## start Material provided

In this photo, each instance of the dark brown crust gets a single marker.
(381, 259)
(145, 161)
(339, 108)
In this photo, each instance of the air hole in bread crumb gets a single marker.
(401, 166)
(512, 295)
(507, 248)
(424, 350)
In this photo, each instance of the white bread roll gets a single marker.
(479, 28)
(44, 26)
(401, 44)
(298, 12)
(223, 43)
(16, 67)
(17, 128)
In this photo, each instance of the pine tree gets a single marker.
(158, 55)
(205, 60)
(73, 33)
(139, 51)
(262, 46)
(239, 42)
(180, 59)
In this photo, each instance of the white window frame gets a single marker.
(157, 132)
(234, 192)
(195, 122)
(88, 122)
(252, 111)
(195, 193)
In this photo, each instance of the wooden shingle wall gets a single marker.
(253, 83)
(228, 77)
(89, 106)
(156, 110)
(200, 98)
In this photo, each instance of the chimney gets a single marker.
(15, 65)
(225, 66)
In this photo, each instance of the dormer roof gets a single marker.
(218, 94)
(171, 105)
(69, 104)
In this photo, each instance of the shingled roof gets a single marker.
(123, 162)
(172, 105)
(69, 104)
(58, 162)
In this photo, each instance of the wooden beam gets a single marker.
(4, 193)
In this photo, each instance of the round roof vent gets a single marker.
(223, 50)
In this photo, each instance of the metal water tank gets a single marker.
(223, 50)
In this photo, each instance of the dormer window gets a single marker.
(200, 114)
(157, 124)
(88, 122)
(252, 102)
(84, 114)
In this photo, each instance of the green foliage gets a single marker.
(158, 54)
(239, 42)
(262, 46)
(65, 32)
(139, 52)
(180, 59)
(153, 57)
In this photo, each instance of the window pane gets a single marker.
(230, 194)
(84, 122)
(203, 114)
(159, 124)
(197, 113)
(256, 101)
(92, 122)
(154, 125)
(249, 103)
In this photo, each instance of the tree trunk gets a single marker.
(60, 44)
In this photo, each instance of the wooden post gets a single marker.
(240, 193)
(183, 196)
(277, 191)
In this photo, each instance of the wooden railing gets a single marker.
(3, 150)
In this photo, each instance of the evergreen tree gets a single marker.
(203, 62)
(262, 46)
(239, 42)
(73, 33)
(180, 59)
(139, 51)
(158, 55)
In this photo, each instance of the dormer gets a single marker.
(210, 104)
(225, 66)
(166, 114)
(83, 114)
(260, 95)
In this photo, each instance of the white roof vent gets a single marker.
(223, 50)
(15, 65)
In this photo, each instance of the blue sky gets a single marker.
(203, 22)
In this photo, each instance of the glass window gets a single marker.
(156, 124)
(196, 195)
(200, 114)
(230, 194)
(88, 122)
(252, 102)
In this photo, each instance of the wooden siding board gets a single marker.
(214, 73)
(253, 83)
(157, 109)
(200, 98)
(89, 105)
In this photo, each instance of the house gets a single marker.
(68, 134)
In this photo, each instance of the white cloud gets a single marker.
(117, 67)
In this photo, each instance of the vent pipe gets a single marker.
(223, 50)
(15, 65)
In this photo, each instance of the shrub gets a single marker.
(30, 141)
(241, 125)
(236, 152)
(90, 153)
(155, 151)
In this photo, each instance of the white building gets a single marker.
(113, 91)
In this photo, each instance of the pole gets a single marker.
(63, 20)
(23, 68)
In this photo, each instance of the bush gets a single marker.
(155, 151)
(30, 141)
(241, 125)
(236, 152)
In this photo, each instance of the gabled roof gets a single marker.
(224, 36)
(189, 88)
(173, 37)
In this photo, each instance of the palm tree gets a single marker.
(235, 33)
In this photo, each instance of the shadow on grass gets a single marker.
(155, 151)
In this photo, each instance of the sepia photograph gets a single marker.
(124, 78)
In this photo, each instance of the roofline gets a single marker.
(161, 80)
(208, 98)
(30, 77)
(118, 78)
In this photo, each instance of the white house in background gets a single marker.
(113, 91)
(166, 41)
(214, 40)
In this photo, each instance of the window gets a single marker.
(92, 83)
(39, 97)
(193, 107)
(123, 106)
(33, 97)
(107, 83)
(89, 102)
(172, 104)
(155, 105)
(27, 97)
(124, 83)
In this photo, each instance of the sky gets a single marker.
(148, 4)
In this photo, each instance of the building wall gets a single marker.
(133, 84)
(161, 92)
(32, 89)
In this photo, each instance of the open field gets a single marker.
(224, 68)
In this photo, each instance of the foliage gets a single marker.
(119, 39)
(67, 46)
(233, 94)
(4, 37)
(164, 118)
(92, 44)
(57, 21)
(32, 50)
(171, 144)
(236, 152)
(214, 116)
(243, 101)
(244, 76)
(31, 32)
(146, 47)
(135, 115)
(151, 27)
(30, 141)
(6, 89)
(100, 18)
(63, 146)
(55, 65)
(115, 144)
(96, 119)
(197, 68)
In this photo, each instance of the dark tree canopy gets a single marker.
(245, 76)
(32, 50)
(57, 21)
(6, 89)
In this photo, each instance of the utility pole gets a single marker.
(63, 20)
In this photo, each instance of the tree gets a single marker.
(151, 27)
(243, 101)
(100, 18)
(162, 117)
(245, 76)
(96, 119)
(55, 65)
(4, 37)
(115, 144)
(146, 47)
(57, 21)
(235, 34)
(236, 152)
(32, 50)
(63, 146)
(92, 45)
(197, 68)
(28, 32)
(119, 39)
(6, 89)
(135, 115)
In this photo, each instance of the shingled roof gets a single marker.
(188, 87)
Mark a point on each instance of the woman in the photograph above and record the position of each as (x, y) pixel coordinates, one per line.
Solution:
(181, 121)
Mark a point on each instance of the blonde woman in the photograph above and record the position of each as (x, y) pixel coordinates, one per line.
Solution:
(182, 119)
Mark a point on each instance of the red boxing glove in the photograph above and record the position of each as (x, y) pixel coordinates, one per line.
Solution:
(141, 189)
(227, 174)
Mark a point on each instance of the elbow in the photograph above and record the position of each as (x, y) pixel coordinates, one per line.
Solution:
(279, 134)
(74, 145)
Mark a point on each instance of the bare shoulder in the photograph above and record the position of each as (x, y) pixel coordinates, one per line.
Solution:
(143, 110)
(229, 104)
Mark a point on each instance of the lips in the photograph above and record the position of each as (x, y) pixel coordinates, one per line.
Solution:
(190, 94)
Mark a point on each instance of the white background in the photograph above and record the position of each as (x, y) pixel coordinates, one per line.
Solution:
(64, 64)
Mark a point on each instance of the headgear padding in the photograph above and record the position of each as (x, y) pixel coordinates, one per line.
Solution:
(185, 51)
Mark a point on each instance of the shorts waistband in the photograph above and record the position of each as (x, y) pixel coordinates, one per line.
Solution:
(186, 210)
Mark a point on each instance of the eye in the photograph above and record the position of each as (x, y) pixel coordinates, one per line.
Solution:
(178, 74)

## end Material provided
## start Material provided

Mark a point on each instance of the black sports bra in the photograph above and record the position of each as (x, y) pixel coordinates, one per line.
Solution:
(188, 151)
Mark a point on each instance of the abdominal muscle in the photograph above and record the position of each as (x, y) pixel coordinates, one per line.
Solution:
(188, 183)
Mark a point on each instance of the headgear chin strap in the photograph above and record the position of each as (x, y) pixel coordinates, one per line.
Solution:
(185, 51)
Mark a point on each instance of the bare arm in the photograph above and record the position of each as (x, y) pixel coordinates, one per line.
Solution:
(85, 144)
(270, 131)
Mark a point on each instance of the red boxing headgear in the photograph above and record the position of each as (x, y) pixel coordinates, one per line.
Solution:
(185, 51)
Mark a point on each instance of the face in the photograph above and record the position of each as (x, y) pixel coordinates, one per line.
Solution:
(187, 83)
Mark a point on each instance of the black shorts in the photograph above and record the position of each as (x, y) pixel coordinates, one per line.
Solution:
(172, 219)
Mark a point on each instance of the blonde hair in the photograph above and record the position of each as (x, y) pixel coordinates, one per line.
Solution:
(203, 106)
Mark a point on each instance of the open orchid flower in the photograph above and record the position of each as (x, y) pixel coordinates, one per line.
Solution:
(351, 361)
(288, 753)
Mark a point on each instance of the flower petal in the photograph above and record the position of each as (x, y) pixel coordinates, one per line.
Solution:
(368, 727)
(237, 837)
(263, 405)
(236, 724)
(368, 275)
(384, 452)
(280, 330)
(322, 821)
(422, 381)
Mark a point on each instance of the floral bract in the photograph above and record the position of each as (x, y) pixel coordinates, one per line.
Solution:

## end Material provided
## start Material provided

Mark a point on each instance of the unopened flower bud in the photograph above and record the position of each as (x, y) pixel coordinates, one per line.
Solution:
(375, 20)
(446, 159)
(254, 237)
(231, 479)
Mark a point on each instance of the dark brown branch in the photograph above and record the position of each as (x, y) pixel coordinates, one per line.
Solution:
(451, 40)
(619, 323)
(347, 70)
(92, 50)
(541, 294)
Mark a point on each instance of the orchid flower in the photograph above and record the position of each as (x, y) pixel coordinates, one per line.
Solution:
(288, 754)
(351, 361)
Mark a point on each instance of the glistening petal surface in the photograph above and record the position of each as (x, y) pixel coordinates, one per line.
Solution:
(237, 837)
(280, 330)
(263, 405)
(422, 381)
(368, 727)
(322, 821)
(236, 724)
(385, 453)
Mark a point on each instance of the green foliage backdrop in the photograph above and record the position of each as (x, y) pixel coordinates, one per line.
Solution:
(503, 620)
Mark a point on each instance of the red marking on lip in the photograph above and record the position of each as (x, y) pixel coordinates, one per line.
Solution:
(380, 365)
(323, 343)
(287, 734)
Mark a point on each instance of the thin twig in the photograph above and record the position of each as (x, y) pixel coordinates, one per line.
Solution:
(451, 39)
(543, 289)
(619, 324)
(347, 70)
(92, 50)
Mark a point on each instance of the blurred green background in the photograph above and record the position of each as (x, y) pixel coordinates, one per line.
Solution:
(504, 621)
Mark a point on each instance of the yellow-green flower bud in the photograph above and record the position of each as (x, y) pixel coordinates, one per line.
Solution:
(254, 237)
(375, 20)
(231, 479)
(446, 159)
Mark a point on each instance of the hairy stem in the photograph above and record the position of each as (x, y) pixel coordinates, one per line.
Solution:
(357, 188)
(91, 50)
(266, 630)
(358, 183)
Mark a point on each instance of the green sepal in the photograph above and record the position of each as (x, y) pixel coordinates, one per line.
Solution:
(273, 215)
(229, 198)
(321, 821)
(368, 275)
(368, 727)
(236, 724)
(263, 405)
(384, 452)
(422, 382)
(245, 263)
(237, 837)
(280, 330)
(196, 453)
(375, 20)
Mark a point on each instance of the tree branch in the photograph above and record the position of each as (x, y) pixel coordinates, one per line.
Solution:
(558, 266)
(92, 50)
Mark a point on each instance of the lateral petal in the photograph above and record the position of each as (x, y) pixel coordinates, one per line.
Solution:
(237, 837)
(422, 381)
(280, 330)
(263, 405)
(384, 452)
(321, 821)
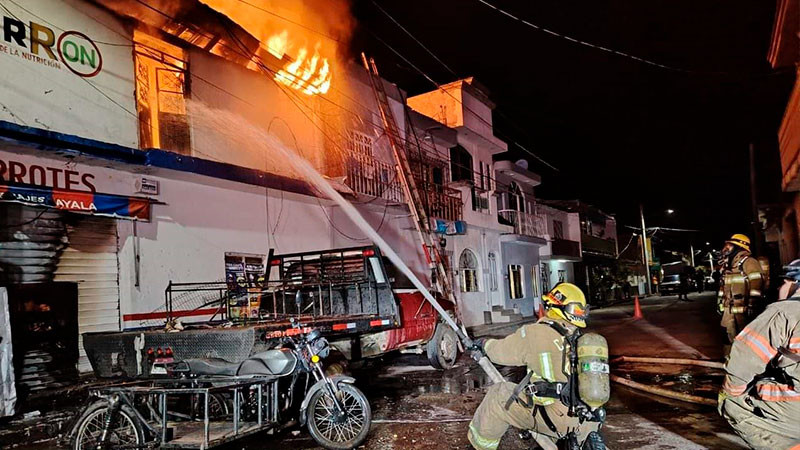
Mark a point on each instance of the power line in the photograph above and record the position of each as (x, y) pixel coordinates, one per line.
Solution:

## end Material provided

## Aim:
Show every line in the rows above that contains the string "wooden". Case counts.

## Correct response:
In this photo, each instance of the wooden shingle wall gets a single marker.
In this photo, each instance of the wooden beam gets a single marker.
In this photo, each instance of the wooden post gets a single marker.
In this photo, each instance of the wooden railing gets a single marker.
In this photo, each instance of the wooden siding board gets a single marker.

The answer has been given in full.